**Saved data entries**
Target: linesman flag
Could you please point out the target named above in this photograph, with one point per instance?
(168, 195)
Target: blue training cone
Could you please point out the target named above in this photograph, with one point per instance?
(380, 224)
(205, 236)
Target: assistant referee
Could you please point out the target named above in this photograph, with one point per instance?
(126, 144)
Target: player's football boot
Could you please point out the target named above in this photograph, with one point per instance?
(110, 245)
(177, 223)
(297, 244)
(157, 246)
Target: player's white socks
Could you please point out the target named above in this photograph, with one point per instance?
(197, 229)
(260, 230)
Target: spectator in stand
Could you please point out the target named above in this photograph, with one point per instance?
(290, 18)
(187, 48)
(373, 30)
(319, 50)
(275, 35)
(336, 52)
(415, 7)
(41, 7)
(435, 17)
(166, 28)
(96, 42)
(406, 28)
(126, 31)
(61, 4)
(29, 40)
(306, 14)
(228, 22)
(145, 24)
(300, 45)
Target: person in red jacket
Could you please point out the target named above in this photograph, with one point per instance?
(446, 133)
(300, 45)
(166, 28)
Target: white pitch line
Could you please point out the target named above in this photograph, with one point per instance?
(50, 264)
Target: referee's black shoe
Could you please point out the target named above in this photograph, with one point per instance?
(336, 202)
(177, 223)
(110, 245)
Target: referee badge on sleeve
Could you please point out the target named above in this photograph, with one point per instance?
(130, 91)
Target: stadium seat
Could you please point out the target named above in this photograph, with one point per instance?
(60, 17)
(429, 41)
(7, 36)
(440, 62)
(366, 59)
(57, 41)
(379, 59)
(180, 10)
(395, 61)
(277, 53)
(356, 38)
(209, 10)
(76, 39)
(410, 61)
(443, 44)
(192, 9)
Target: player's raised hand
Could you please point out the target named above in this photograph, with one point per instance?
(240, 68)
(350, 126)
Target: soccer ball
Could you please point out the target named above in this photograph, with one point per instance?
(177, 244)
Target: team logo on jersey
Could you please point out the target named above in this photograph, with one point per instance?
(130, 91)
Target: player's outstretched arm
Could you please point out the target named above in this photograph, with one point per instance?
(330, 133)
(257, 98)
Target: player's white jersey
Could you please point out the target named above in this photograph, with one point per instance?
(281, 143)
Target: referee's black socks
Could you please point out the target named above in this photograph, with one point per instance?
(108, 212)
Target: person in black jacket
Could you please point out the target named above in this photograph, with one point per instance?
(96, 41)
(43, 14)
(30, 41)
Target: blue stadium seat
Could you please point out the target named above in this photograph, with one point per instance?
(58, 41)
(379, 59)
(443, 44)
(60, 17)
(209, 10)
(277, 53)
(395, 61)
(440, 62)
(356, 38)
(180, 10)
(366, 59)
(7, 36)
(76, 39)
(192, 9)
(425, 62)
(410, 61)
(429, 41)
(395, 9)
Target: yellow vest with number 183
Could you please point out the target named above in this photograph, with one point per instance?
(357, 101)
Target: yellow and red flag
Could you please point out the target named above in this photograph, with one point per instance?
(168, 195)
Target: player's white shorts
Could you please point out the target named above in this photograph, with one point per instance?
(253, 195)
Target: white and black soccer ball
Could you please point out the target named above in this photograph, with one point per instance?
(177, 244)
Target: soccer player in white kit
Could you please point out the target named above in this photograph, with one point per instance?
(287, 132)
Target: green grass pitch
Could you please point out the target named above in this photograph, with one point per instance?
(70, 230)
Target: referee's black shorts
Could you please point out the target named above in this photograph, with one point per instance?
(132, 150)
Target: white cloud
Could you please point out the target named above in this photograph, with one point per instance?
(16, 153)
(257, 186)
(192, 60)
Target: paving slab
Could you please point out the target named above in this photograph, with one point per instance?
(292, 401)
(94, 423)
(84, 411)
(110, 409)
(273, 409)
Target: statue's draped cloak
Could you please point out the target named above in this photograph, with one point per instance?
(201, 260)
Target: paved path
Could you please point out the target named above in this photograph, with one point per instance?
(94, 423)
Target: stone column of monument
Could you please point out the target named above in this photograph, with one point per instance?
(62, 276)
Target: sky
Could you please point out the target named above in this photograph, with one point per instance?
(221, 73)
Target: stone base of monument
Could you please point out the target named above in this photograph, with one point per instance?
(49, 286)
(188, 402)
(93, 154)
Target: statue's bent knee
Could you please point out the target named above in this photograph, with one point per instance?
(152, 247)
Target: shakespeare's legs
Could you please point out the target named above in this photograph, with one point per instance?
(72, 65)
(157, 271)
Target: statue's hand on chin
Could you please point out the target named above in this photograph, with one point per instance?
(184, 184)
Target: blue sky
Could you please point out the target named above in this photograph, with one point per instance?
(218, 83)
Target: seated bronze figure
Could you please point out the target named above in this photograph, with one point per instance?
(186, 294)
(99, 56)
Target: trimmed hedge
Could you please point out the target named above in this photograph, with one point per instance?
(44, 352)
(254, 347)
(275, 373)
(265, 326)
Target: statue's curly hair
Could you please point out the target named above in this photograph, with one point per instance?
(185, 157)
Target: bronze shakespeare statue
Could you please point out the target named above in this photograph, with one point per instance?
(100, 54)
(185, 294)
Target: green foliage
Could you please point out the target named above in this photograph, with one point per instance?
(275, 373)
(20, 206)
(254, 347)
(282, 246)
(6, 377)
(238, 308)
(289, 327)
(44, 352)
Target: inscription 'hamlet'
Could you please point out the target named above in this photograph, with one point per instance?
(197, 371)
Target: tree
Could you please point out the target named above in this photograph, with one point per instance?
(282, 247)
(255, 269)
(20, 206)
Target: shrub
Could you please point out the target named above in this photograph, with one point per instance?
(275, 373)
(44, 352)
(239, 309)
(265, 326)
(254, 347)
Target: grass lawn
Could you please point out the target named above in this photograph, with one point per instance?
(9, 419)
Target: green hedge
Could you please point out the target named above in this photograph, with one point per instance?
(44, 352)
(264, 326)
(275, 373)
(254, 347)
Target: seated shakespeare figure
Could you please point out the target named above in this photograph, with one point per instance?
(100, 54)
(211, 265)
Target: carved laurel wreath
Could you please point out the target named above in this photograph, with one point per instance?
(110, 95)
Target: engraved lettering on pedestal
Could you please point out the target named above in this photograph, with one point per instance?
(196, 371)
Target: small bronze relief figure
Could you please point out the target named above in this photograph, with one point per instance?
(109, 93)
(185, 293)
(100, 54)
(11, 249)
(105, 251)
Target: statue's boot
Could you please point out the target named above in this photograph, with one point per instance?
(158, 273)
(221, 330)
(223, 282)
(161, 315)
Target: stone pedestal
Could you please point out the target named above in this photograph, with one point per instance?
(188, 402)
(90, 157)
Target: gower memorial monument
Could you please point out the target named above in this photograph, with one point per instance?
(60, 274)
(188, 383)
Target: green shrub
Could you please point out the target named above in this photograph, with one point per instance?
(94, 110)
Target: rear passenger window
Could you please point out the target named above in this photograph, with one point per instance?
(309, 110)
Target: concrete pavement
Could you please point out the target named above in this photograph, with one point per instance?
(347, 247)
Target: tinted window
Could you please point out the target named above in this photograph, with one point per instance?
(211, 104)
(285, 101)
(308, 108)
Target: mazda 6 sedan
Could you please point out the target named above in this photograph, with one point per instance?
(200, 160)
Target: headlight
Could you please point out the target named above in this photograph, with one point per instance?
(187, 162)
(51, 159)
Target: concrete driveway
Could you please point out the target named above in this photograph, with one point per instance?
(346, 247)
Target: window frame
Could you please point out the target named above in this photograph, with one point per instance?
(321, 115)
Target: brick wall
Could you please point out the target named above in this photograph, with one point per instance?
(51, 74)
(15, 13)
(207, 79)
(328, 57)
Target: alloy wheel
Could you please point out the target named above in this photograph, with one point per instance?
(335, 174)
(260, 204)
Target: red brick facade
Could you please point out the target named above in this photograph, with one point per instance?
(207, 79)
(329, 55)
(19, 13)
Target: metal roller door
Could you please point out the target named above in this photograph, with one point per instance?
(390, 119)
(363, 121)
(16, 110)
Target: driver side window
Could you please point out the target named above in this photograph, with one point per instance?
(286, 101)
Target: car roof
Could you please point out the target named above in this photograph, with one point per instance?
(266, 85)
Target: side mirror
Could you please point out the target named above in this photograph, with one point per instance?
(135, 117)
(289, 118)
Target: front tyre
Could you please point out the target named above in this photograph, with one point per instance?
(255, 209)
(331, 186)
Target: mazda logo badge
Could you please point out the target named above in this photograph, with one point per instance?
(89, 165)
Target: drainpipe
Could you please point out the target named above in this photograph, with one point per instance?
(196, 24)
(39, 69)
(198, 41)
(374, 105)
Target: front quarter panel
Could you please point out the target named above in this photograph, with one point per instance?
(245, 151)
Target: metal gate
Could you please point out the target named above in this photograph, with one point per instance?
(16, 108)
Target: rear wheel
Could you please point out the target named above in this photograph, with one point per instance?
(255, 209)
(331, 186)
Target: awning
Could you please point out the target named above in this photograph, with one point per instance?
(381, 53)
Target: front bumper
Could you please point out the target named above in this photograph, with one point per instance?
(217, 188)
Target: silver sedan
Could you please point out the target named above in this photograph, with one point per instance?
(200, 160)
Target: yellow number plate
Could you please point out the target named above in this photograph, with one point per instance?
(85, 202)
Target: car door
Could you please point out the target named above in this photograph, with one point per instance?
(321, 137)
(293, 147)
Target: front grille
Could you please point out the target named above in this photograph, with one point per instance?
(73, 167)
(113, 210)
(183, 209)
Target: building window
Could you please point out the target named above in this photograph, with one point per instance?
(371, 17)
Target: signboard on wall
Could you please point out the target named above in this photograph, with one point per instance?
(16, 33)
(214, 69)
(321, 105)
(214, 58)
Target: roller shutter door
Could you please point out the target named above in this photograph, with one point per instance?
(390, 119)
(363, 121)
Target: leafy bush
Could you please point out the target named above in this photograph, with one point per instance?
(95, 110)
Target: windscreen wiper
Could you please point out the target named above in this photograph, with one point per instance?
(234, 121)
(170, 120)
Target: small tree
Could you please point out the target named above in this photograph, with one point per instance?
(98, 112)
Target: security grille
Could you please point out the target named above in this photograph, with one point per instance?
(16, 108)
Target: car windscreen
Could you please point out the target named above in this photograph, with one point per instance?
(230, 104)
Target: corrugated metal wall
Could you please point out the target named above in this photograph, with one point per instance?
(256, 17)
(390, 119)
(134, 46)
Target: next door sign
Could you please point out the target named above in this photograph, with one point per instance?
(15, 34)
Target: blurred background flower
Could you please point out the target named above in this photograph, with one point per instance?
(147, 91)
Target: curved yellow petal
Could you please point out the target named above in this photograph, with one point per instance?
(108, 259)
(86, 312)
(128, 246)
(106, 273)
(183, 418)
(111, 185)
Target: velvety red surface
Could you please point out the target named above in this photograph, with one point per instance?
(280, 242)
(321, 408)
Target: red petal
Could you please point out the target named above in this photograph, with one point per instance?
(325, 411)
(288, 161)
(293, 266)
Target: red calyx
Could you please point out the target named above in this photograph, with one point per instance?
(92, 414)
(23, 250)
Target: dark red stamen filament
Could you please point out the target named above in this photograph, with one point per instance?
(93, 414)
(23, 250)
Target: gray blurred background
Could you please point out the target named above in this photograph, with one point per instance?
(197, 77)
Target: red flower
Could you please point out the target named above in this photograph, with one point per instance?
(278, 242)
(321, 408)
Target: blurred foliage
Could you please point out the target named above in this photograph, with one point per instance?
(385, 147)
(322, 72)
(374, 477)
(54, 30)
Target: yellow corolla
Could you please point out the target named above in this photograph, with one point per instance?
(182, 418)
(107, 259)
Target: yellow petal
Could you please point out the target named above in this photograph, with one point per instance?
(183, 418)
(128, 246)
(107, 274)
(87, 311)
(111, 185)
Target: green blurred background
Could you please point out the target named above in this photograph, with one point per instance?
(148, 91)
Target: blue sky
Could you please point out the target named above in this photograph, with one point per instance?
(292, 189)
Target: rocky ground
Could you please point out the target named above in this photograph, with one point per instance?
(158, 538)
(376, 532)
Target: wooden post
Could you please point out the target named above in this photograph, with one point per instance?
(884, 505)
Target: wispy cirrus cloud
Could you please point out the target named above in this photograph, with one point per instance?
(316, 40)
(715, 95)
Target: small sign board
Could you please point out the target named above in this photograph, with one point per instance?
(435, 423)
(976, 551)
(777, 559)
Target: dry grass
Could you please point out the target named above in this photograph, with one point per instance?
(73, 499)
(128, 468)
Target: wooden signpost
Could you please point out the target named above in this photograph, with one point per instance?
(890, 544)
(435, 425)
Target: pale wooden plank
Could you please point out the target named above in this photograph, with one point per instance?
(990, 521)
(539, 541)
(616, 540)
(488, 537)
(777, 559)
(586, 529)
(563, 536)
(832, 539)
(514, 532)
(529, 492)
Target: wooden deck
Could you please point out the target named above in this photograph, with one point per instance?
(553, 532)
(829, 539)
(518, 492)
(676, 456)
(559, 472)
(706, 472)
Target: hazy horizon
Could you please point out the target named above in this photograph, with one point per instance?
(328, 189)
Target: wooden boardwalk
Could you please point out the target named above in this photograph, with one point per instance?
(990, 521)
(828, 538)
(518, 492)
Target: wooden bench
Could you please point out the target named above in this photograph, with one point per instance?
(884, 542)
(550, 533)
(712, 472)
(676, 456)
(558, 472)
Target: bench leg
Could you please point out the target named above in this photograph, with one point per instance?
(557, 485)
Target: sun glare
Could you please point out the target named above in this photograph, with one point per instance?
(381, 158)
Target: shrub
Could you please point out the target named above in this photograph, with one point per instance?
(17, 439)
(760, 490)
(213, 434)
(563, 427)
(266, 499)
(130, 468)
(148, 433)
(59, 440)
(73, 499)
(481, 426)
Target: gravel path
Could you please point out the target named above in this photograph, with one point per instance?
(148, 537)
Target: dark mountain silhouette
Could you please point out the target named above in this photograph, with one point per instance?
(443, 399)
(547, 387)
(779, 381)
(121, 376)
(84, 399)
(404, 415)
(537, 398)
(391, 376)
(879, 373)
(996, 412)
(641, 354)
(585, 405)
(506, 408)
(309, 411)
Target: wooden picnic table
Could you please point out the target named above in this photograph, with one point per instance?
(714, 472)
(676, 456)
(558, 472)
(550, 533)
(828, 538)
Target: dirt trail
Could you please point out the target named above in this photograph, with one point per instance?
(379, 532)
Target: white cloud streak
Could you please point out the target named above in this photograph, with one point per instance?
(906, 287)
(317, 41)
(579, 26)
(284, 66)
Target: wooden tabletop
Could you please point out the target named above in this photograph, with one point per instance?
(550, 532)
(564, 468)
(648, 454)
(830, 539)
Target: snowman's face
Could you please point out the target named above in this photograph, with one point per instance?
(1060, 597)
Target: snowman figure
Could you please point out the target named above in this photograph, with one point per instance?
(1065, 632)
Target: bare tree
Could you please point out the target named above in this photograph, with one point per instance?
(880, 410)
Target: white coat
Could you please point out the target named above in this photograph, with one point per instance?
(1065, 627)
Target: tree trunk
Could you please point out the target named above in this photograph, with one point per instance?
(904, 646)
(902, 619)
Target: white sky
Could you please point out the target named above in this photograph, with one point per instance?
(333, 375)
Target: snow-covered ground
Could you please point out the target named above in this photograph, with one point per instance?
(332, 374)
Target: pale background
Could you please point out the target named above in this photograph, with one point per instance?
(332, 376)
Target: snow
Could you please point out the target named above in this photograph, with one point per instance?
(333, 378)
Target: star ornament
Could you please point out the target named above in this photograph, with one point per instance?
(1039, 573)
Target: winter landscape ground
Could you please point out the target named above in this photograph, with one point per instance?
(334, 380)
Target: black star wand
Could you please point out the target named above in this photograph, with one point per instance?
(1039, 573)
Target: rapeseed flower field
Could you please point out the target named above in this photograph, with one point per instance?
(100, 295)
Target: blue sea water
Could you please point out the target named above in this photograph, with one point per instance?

**WHAT NEEDS TO BE DONE**
Please quote nothing but the lines from the line with "Target: tree trunk" through the end of the data above, exactly as written, ends included.

**ANSWER**
Target: tree trunk
Could you please point out the target named above in this photograph, with one point per instance?
(904, 646)
(902, 619)
Target: white sky
Could you please point out the target named above in this photograph, with one point per instance?
(333, 375)
Target: snow-covered ground
Could you please point out the target named above in this photograph, with one point per instance?
(332, 374)
Target: pale background
Could you please point out the target named above in this photograph, with one point per instance?
(332, 376)
Target: snow
Could you please point out the target named above in this photograph, with one point per instance?
(333, 378)
Target: star ornament
Could you please point out the target named above in this photograph, with one point per instance?
(1039, 573)
Target: winter landscape ground
Could you please point out the target named above in this photograph, with one point per instance?
(334, 380)
Target: black star wand
Could you please point out the target named above in this photograph, with one point per instance?
(1039, 573)
Target: rapeseed flower field
Could you please point out the target named above in this photograph, with one point per instance?
(100, 295)
Target: blue sea water
Could you please point out the target named above in this photograph, with one point per instance?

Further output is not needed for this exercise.